Start of Block
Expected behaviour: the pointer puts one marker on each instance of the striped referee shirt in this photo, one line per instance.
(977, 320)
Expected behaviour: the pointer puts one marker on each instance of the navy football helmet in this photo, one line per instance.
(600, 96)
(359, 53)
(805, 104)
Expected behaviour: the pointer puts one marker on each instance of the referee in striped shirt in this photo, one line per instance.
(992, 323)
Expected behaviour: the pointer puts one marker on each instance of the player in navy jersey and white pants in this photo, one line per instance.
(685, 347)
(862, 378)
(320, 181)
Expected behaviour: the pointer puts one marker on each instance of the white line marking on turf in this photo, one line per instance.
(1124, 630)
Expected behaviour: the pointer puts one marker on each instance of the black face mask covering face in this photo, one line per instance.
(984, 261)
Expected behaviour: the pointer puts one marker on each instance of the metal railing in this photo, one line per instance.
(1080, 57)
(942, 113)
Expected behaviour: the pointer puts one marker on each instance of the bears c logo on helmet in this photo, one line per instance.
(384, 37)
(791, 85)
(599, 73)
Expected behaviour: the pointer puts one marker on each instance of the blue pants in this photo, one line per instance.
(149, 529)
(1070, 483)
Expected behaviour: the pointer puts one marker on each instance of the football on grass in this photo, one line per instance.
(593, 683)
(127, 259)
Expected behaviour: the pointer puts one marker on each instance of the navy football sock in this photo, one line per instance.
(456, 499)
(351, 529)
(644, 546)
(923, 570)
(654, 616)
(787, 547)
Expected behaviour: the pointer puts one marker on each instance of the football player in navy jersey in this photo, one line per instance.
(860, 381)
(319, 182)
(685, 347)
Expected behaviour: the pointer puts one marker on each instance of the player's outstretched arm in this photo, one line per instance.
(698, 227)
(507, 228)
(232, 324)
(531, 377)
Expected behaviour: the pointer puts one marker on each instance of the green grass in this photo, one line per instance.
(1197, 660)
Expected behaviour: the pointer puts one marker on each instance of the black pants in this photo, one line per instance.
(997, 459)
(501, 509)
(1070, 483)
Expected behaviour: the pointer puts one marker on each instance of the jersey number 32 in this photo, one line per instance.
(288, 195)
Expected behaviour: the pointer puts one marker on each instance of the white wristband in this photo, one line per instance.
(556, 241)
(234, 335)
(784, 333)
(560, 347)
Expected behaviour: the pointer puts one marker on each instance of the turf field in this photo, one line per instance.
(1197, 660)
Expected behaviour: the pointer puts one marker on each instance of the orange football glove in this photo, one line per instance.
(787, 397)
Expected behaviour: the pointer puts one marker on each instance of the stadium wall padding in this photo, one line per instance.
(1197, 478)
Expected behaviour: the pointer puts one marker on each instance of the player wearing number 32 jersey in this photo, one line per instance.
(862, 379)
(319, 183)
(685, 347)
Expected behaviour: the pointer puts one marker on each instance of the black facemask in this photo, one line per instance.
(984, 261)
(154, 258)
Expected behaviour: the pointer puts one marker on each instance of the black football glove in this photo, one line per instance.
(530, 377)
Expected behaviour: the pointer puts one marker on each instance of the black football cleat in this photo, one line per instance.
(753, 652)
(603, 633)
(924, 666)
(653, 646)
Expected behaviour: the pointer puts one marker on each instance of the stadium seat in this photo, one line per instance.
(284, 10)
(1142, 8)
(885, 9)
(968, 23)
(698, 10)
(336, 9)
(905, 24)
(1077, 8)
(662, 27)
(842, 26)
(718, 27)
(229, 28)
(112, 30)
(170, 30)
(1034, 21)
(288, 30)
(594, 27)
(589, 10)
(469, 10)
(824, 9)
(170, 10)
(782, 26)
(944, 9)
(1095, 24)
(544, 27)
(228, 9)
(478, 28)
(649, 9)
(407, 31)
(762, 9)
End of Block
● THE TASK: Retype the material above in full, with nothing altered.

● EXERCISE ANSWER:
Expected behaviour: the pointer puts one marker on each instance of the striped referee shirt in this photo, one line per instance.
(977, 320)
Expected behaviour: the pointer puts one marker on each instance of the navy football helmet in this photo, one line per instance.
(600, 96)
(359, 53)
(805, 104)
Expected behaviour: the pointer puts one marker on each instance of the referee in striped shirt in this photo, one line per instance.
(992, 323)
Expected behaviour: the pointer puts one marker on each instance of the player in navy jersey and white pants in this photo, one line per instance.
(685, 347)
(862, 378)
(320, 181)
Expected behaviour: the pointer puts one marker on each instance of the white line marking on turf in this photo, one line per instance.
(1124, 630)
Expected behaviour: the pointer puts one marker on each instance of the black face mask covering face in this photo, one line per instance.
(984, 261)
Expected behaviour: the pointer puts one marker on each instance of the metal railing in this photo, one line per instance.
(1080, 57)
(942, 113)
Expected behaviour: the pointer puts one marker on each instance of the bears c logo on helmet in this photo, one line per instance.
(384, 37)
(791, 85)
(599, 73)
Expected behaviour: the pointer puts one marker on each instance of the blue pants in this photo, one line per instance.
(149, 529)
(1070, 483)
Expected behaviour: the pointer puts one marker on each instance of the football on grass in this photo, one line per instance.
(593, 683)
(127, 259)
Expected behaviour: the pointer puts one marker on each instance of the navy football sock in this photo, one line per instance.
(456, 499)
(351, 529)
(644, 546)
(923, 570)
(654, 616)
(787, 547)
Expected behaviour: the pointer puts one marker on each instance of the football player in navy jersey in this photo, one line per instance.
(860, 381)
(319, 182)
(685, 347)
Expected behaviour: the pointer puts one marker on each instance of the player's outstretched arm in this photo, one line per instance.
(698, 227)
(507, 228)
(232, 324)
(531, 377)
Expected behaviour: the pointer puts one marker on each instance of the green grass in this photo, one line per instance.
(1197, 660)
Expected behaviour: the pointer puts one marker on each instance of the black pants in this photo, one line per instance.
(997, 459)
(501, 509)
(1070, 483)
Expected behaviour: the pointer puts one marker on each instance of the jersey number 32 in this photo, one line per instance.
(288, 195)
Expected behaviour: the pointer puts one marker on each instance of the white wristband in this photo, one line per instance.
(556, 241)
(234, 335)
(784, 333)
(560, 347)
Expected behaviour: the pointer puts one marker on each instance of the turf field in this photo, one line per instance.
(1197, 660)
Expected behaviour: the pointer puts one marker on each instance of the orange football glove in this photo, one line per instance.
(787, 397)
Expected behaviour: the pointer puts one marker on each instance of the stadium wall padding in this photo, one line per instance.
(1197, 478)
Expected behaviour: the pointer puts one marker on each instance of the player wearing number 32 jersey in this photo, one line per instance.
(862, 379)
(319, 183)
(685, 347)
Expected behaviour: the pointer puts one marker on each instance of the black facemask in this photo, one line per instance.
(984, 261)
(154, 258)
Expected behaviour: the pointer puts one marker on each instance of the black football glove in this photo, one line per instance.
(530, 377)
Expected behaviour: the pointer puts one marker on each instance of the black football cleat in this photo, one line per instance.
(753, 652)
(603, 633)
(924, 666)
(653, 646)
Expected behaviour: the pointer puts one marker on each instance of the stadium seat in this photo, one line per instance.
(284, 10)
(1142, 8)
(885, 9)
(968, 23)
(698, 10)
(336, 9)
(905, 24)
(1077, 8)
(662, 27)
(842, 26)
(718, 27)
(229, 28)
(112, 30)
(170, 30)
(1034, 21)
(288, 30)
(594, 27)
(589, 10)
(469, 10)
(824, 9)
(170, 10)
(782, 26)
(944, 9)
(1095, 24)
(544, 27)
(228, 9)
(478, 28)
(649, 9)
(407, 31)
(762, 9)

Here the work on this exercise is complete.